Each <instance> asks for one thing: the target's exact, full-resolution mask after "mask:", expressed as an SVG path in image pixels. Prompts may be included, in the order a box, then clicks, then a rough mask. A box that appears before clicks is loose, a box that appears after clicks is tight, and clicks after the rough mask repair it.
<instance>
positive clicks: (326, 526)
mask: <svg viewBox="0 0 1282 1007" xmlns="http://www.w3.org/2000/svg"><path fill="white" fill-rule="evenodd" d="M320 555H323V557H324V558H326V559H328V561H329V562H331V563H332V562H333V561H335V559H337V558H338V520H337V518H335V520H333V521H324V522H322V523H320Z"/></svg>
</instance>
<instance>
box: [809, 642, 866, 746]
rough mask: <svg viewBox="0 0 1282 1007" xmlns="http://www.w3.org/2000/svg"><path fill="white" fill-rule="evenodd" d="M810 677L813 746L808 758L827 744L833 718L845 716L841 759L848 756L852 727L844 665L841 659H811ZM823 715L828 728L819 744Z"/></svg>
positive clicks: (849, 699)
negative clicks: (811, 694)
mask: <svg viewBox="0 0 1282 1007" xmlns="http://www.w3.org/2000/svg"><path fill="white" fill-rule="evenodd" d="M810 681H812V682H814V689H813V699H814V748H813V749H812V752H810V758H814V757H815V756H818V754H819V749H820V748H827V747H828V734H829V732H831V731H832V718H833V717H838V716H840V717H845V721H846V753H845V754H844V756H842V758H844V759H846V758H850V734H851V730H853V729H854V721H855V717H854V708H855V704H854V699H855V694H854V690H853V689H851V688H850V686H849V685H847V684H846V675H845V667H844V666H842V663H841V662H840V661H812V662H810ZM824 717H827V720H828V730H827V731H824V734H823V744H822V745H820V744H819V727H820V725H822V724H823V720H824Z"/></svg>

● Task instructions
Return every record above. Copy each one exactly.

● Solution for this problem
Each <instance> asks for one thing: the target's exact, full-resolution mask after "mask:", expressed as an SVG path in image pixels. Prompts may be included, in the order a box, then clicks, then a rough mask. A box that appears before clicks is loose, a box that appears after clicks is tight, and clicks after the rough mask repair it.
<instance>
positive clicks: (326, 526)
mask: <svg viewBox="0 0 1282 1007" xmlns="http://www.w3.org/2000/svg"><path fill="white" fill-rule="evenodd" d="M320 555H323V557H324V558H326V559H328V561H329V562H331V563H332V562H333V561H335V559H337V558H338V520H337V518H335V520H333V521H324V522H322V523H320Z"/></svg>
</instance>
<instance>
box: [809, 642, 866, 746]
rough mask: <svg viewBox="0 0 1282 1007" xmlns="http://www.w3.org/2000/svg"><path fill="white" fill-rule="evenodd" d="M810 677L813 746L808 758L827 744L833 718L845 716L841 759L848 756L852 727L844 665L841 659H811ZM823 715L828 728L819 744Z"/></svg>
positive clicks: (849, 699)
negative clicks: (811, 694)
mask: <svg viewBox="0 0 1282 1007" xmlns="http://www.w3.org/2000/svg"><path fill="white" fill-rule="evenodd" d="M810 681H812V682H814V689H813V699H814V748H813V749H812V752H810V758H814V757H815V756H818V754H819V749H820V748H827V747H828V734H829V732H831V731H832V718H833V717H838V716H840V717H845V721H846V753H845V754H844V756H842V758H844V759H846V758H850V734H851V730H853V729H854V721H855V717H854V708H855V704H854V699H855V694H854V690H853V689H851V688H850V686H849V685H847V684H846V675H845V667H844V666H842V663H841V662H840V661H812V662H810ZM824 717H827V720H828V730H827V731H824V734H823V744H822V745H820V744H819V727H820V725H822V724H823V720H824Z"/></svg>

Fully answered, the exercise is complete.